[Collected data]
____________
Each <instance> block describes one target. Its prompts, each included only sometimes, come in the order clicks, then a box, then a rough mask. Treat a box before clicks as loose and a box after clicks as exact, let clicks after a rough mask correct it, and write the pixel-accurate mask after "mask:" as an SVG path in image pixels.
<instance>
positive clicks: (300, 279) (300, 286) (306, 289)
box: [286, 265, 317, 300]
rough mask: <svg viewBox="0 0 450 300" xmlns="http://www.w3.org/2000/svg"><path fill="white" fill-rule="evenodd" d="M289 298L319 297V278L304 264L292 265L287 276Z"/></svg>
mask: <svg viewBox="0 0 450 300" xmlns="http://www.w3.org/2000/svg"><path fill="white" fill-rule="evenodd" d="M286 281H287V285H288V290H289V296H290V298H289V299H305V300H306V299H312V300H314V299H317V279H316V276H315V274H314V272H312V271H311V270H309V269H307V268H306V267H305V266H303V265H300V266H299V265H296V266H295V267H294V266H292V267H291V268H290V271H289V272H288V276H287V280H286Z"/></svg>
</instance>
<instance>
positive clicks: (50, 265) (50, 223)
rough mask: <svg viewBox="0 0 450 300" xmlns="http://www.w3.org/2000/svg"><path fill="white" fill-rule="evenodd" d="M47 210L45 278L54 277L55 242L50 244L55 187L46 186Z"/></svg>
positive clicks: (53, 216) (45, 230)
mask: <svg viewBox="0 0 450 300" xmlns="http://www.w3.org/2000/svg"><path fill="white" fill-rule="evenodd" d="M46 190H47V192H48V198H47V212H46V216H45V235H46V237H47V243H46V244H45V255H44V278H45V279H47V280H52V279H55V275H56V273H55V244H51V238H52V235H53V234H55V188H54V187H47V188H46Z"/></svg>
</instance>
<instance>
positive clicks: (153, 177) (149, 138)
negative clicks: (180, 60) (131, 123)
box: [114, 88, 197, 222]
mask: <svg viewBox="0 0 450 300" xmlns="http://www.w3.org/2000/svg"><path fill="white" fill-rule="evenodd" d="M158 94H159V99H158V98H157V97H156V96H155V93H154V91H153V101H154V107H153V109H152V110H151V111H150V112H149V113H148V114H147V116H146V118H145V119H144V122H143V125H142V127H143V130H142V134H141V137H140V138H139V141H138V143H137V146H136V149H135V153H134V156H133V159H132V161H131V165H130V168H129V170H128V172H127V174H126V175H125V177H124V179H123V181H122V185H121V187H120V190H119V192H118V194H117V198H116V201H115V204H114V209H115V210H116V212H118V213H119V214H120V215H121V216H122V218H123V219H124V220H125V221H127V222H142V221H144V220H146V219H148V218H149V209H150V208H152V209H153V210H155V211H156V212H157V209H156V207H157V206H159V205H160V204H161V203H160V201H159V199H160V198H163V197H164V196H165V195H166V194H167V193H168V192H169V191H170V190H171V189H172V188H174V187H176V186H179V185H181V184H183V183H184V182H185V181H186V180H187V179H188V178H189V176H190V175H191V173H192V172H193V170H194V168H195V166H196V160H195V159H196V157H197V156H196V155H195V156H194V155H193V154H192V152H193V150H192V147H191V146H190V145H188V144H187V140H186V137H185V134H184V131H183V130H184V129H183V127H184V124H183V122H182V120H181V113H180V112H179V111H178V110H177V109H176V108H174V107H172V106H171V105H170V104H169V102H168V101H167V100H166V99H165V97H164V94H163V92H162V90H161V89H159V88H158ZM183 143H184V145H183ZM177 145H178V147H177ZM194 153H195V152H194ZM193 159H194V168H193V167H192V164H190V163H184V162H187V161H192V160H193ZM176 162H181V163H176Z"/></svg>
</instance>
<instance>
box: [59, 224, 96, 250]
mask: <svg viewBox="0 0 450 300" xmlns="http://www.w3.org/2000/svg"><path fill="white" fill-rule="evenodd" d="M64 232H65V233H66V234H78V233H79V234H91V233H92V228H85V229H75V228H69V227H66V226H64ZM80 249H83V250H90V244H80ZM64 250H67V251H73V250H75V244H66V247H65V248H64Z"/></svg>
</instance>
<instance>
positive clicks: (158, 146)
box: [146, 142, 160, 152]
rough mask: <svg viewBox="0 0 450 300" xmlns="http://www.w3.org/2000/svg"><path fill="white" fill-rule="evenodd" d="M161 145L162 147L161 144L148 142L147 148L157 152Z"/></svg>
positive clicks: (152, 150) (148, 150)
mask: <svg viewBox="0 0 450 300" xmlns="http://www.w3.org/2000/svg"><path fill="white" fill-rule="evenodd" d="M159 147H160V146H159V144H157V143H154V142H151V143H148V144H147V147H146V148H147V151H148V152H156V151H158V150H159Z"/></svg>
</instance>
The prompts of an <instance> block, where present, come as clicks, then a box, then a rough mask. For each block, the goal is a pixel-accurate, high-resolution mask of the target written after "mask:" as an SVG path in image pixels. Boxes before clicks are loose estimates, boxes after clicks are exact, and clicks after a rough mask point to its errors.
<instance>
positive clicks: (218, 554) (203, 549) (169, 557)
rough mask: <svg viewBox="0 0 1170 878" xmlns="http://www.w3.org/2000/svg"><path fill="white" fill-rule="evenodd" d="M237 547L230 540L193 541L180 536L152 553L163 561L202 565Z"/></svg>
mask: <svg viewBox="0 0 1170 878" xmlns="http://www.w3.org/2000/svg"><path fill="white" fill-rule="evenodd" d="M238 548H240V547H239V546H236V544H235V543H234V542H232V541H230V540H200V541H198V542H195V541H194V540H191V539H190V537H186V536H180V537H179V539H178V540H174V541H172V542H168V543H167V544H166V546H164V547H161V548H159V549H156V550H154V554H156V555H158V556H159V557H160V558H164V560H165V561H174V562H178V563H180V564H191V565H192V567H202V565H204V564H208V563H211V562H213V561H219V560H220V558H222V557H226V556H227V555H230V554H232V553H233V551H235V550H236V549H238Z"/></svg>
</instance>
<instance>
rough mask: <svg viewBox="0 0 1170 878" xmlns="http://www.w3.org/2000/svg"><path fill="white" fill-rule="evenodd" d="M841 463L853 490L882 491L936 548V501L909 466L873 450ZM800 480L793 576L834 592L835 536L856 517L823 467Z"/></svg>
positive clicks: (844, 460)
____________
Without leaving anything out, transcribe the records above exactly.

> **REPLY**
Each <instance> block describes one target. Its prompts, each included only sometimes, come in the order clicks, then a box, then a rough mask. Treat a box before clicks as loose and a box after clicks as exact, let clicks after a rough mask correct it, and write the pixel-accurate mask after "mask:" as an SVG path in image pixels.
<instance>
positive clicks: (300, 279) (300, 286) (306, 289)
box: [286, 265, 317, 300]
rough mask: <svg viewBox="0 0 450 300" xmlns="http://www.w3.org/2000/svg"><path fill="white" fill-rule="evenodd" d="M289 298L319 297V278L304 264L292 265L287 276Z"/></svg>
mask: <svg viewBox="0 0 450 300" xmlns="http://www.w3.org/2000/svg"><path fill="white" fill-rule="evenodd" d="M286 281H287V285H288V290H289V296H290V298H289V299H305V300H306V299H312V300H314V299H317V279H316V276H315V274H314V272H312V271H311V270H309V269H307V268H306V267H305V266H303V265H300V266H299V265H296V266H295V267H294V266H292V267H291V268H290V271H289V272H288V276H287V280H286Z"/></svg>
</instance>
<instance>
positive clicks: (50, 265) (50, 223)
rough mask: <svg viewBox="0 0 450 300" xmlns="http://www.w3.org/2000/svg"><path fill="white" fill-rule="evenodd" d="M47 210L45 278L54 277L55 242L50 244L55 187L46 186Z"/></svg>
positive clicks: (53, 216) (45, 230)
mask: <svg viewBox="0 0 450 300" xmlns="http://www.w3.org/2000/svg"><path fill="white" fill-rule="evenodd" d="M46 190H47V192H48V198H47V212H46V216H45V235H46V237H47V243H46V244H45V255H44V278H45V279H47V280H52V279H55V275H56V273H55V244H51V238H52V235H53V234H55V188H54V187H47V188H46Z"/></svg>
</instance>
<instance>
positive clicks: (153, 177) (149, 138)
negative clicks: (180, 60) (131, 123)
box: [114, 88, 197, 222]
mask: <svg viewBox="0 0 450 300" xmlns="http://www.w3.org/2000/svg"><path fill="white" fill-rule="evenodd" d="M158 94H159V99H158V98H157V97H156V96H155V93H154V91H153V101H154V107H153V109H152V110H151V111H150V112H149V113H148V114H147V116H146V118H145V119H144V122H143V125H142V127H143V130H142V134H141V137H140V138H139V141H138V143H137V146H136V149H135V153H134V156H133V159H132V161H131V165H130V168H129V170H128V172H127V174H126V175H125V177H124V179H123V181H122V185H121V187H120V190H119V192H118V194H117V198H116V201H115V204H114V209H115V210H116V212H118V213H119V214H120V215H121V216H122V218H123V219H124V220H125V221H127V222H142V221H144V220H146V219H148V218H149V209H150V208H152V209H153V210H155V211H156V212H157V209H156V207H157V206H159V205H160V204H161V203H160V201H159V199H160V198H163V197H164V196H165V195H166V194H167V193H168V192H169V191H170V190H171V189H172V188H174V187H176V186H179V185H181V184H183V183H184V182H185V181H186V180H187V179H188V178H189V176H190V175H191V173H192V172H193V170H194V168H195V166H196V160H195V159H196V157H197V156H196V155H195V156H194V155H193V154H192V152H193V150H192V147H191V146H190V145H188V144H187V140H186V137H185V134H184V131H183V130H184V129H183V127H184V124H183V122H182V120H181V113H180V112H179V111H178V110H177V109H176V108H174V107H172V106H171V105H170V104H169V102H168V101H167V100H166V99H165V97H164V94H163V92H162V90H161V89H159V88H158ZM183 143H184V145H183ZM177 145H178V147H177ZM194 153H195V152H194ZM193 159H194V168H193V167H192V164H190V163H184V162H187V161H192V160H193ZM176 162H181V163H176Z"/></svg>
</instance>
<instance>
box: [59, 224, 96, 250]
mask: <svg viewBox="0 0 450 300" xmlns="http://www.w3.org/2000/svg"><path fill="white" fill-rule="evenodd" d="M64 232H65V233H66V234H78V233H79V234H91V233H92V228H85V229H75V228H69V227H66V226H64ZM80 249H83V250H90V244H80ZM64 250H67V251H73V250H75V244H66V247H65V248H64Z"/></svg>
</instance>
<instance>
positive clicks: (158, 146)
box: [146, 142, 160, 152]
rough mask: <svg viewBox="0 0 450 300" xmlns="http://www.w3.org/2000/svg"><path fill="white" fill-rule="evenodd" d="M161 145L162 147L161 144L148 142L147 148L157 152Z"/></svg>
positive clicks: (152, 150) (148, 150)
mask: <svg viewBox="0 0 450 300" xmlns="http://www.w3.org/2000/svg"><path fill="white" fill-rule="evenodd" d="M159 147H160V146H159V144H157V143H154V142H151V143H148V144H147V147H146V148H147V151H148V152H156V151H158V150H159Z"/></svg>
</instance>
The prompts of an <instance> block, where present, come as clicks, then a box, then a rough mask. For each block, the goal is a pixel-accurate, high-resolution mask of the target written after "mask:" as an SVG path in image pixels. Boxes before clicks are loose estimates, boxes after clicks are exact, and clicks after a rough mask point to its errors.
<instance>
positive clicks: (218, 554) (203, 549) (169, 557)
rough mask: <svg viewBox="0 0 1170 878" xmlns="http://www.w3.org/2000/svg"><path fill="white" fill-rule="evenodd" d="M237 547L230 540L193 541L180 536L152 553L163 561L202 565Z"/></svg>
mask: <svg viewBox="0 0 1170 878" xmlns="http://www.w3.org/2000/svg"><path fill="white" fill-rule="evenodd" d="M238 548H240V547H239V546H236V544H235V543H234V542H232V541H230V540H200V541H198V542H195V541H194V540H191V539H190V537H186V536H180V537H179V539H178V540H174V541H172V542H168V543H167V544H166V546H164V547H161V548H159V549H156V550H154V554H156V555H158V556H159V557H160V558H164V560H165V561H174V562H178V563H180V564H191V565H192V567H202V565H204V564H208V563H211V562H213V561H219V560H220V558H222V557H226V556H227V555H230V554H232V553H233V551H235V550H236V549H238Z"/></svg>
</instance>
<instance>
rough mask: <svg viewBox="0 0 1170 878" xmlns="http://www.w3.org/2000/svg"><path fill="white" fill-rule="evenodd" d="M841 463L853 490L882 491L936 548V501L909 466L873 450ZM800 480L793 576L834 592L835 536L856 517L823 467Z"/></svg>
positive clicks: (844, 460)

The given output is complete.